TASK REQUIREMENTS:
Character for character, transcribe the entries below, minus the images.

STUDY MATERIAL:
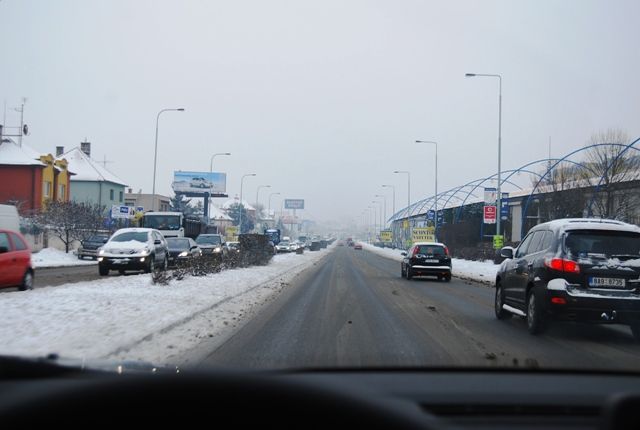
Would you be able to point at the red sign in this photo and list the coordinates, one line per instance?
(489, 214)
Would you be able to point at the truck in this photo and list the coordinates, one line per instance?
(176, 224)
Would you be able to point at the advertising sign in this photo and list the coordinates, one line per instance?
(294, 203)
(386, 236)
(423, 234)
(489, 215)
(122, 212)
(490, 196)
(199, 182)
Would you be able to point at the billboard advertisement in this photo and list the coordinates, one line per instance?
(294, 204)
(199, 182)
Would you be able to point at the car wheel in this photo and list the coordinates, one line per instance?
(151, 266)
(501, 314)
(409, 272)
(535, 317)
(27, 281)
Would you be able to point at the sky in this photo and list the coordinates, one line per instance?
(323, 100)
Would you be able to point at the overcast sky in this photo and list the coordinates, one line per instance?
(322, 99)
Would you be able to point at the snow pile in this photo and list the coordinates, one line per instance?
(478, 271)
(129, 317)
(51, 257)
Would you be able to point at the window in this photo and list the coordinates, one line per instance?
(18, 243)
(4, 241)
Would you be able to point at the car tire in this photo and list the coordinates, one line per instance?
(535, 317)
(104, 271)
(151, 265)
(501, 314)
(409, 273)
(27, 281)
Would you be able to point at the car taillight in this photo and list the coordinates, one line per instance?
(562, 265)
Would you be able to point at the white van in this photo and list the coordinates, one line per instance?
(9, 219)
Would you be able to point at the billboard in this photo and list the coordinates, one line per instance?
(293, 203)
(199, 182)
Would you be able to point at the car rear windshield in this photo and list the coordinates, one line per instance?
(138, 236)
(208, 240)
(178, 243)
(430, 250)
(586, 243)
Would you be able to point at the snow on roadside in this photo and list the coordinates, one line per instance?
(477, 271)
(128, 317)
(51, 257)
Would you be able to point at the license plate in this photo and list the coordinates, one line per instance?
(606, 282)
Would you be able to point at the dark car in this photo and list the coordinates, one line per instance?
(572, 269)
(182, 249)
(15, 261)
(212, 245)
(426, 259)
(89, 247)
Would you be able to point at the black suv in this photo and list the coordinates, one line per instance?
(573, 269)
(426, 259)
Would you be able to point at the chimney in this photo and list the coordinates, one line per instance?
(86, 148)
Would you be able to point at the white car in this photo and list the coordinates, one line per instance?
(134, 249)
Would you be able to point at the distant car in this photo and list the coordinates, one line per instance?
(89, 247)
(212, 245)
(285, 246)
(182, 250)
(583, 270)
(426, 259)
(200, 183)
(15, 261)
(134, 249)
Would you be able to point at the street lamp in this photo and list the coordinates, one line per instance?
(155, 156)
(499, 208)
(436, 196)
(258, 191)
(271, 195)
(384, 220)
(408, 199)
(241, 204)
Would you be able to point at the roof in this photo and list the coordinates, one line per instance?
(86, 169)
(13, 154)
(587, 224)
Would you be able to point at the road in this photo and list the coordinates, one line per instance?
(354, 309)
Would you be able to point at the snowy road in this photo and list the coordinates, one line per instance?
(354, 309)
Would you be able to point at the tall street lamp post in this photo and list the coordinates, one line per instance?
(155, 156)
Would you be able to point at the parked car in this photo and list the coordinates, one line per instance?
(134, 249)
(426, 259)
(212, 245)
(15, 261)
(572, 269)
(285, 246)
(89, 247)
(182, 249)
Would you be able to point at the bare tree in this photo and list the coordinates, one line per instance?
(71, 221)
(614, 169)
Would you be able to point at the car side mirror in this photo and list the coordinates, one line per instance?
(506, 252)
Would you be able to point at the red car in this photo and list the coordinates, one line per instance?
(15, 261)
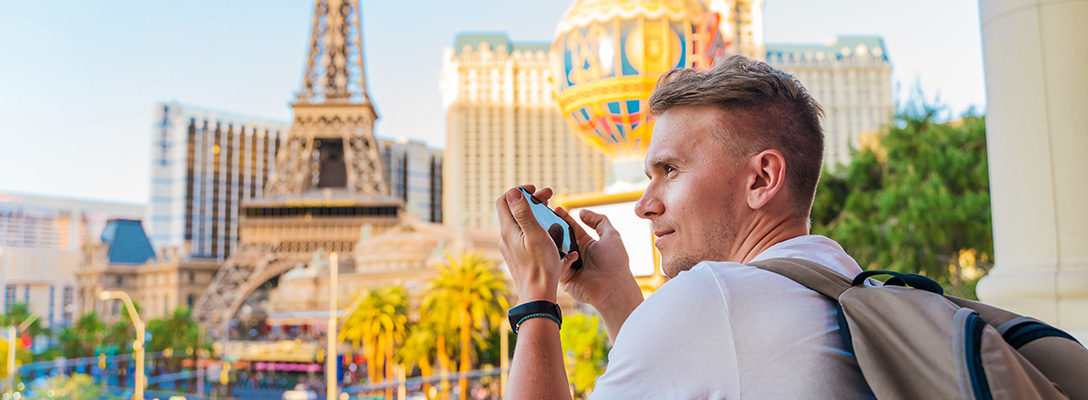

ANSWER TO THIS PROBLEM:
Would you be able to point at the red sign in this photo and list the coordinates, one line per instance?
(489, 214)
Would you be able to point at the truck in this photo and list the coordinates, one line per instance?
(176, 224)
Would you be able to point at the advertising sign in this photo and list the coordinates, one line per instance?
(294, 203)
(386, 236)
(423, 234)
(489, 215)
(122, 212)
(490, 196)
(199, 182)
Would you be able to point at the billboard advertisement in this photo and list the coordinates, one line per instance?
(294, 204)
(199, 182)
Would you be able to point at the car wheel in this photo and list the coordinates, one line per instance?
(151, 266)
(501, 314)
(409, 272)
(535, 317)
(27, 281)
Would you be able to point at the sky in this photo and list the coordinates, one line per instance?
(323, 100)
Would you be able to point at the overcast sky in this photo and list the coordinates, one line per instance?
(322, 99)
Would you be able to point at the snow pile in this photo and list the coordinates, one line per instance?
(478, 271)
(129, 317)
(51, 257)
Would you be able to point at the window in this photo and list the coordinates, one line per instance?
(18, 243)
(4, 241)
Would you be able to point at the car tire in this photo and list the coordinates, one line per instance?
(535, 317)
(104, 271)
(151, 265)
(501, 314)
(409, 273)
(27, 281)
Would you be able to point at the car taillight in this photo and list the coordinates, one line per instance?
(562, 265)
Would you be able to point at the white van in this photo and list the coordinates, one line per instance?
(9, 219)
Would you be able to point at the billboard in this photo and list the coordinates, one line per instance?
(293, 203)
(199, 182)
Would you be able to point at the car rear windshield in this photo and list the coordinates, one line per instance?
(138, 236)
(208, 240)
(178, 243)
(430, 250)
(586, 243)
Would you be able to point at the snow on roadside in this photo and list the coordinates, one line per instance?
(477, 271)
(128, 317)
(51, 257)
Would you be able to point at the license plate in this photo and list the coordinates, one line per instance?
(606, 282)
Would you be able to point at the dark car in this photo and list the coordinates, one line per instance?
(572, 269)
(182, 249)
(15, 261)
(212, 245)
(426, 259)
(89, 247)
Would you be able to point at the black suv in this photo and list the coordinates, one line per instance?
(573, 269)
(426, 259)
Would you be able to point at the chimney in this photo and list the coordinates, one line per instance?
(86, 148)
Would you be able to point at the white car in this photo and list the coordinates, one line per instance?
(134, 249)
Would you be able to point at the distant car in this photo and list the coordinates, one line per instance?
(89, 247)
(212, 245)
(285, 246)
(182, 250)
(583, 270)
(426, 259)
(200, 183)
(15, 261)
(134, 249)
Would you be able to point at the street lamp in this photo and list the coordinates, one line per instance?
(155, 156)
(499, 208)
(436, 196)
(258, 191)
(271, 195)
(384, 220)
(408, 199)
(241, 204)
Would you be able to point at the roof in this photo and list the coordinates, one line per instance?
(86, 169)
(13, 154)
(587, 224)
Would you be able to point at the road in this photo and list the coordinates, one line per instance?
(354, 309)
Would you be able to point at the snowy road in this photo and list the coordinates, one line per instance?
(354, 309)
Would you be able to point at the tall street lamp post in this photo and list the coordinates, one line per instance?
(155, 156)
Would you be able to point at the parked car in this photo and list the coordinates, one line per instance?
(134, 249)
(426, 259)
(212, 245)
(15, 261)
(572, 269)
(285, 246)
(89, 247)
(182, 249)
Would you be able to point at the bare tree in this photo and list the coordinates, one line per instance?
(71, 221)
(614, 169)
Would you be able to point at the car side mirror in this photo and list the coordinates, one line per instance?
(506, 252)
Would you be able to point at the red car in this photo and list the coordinates, one line per instance?
(15, 261)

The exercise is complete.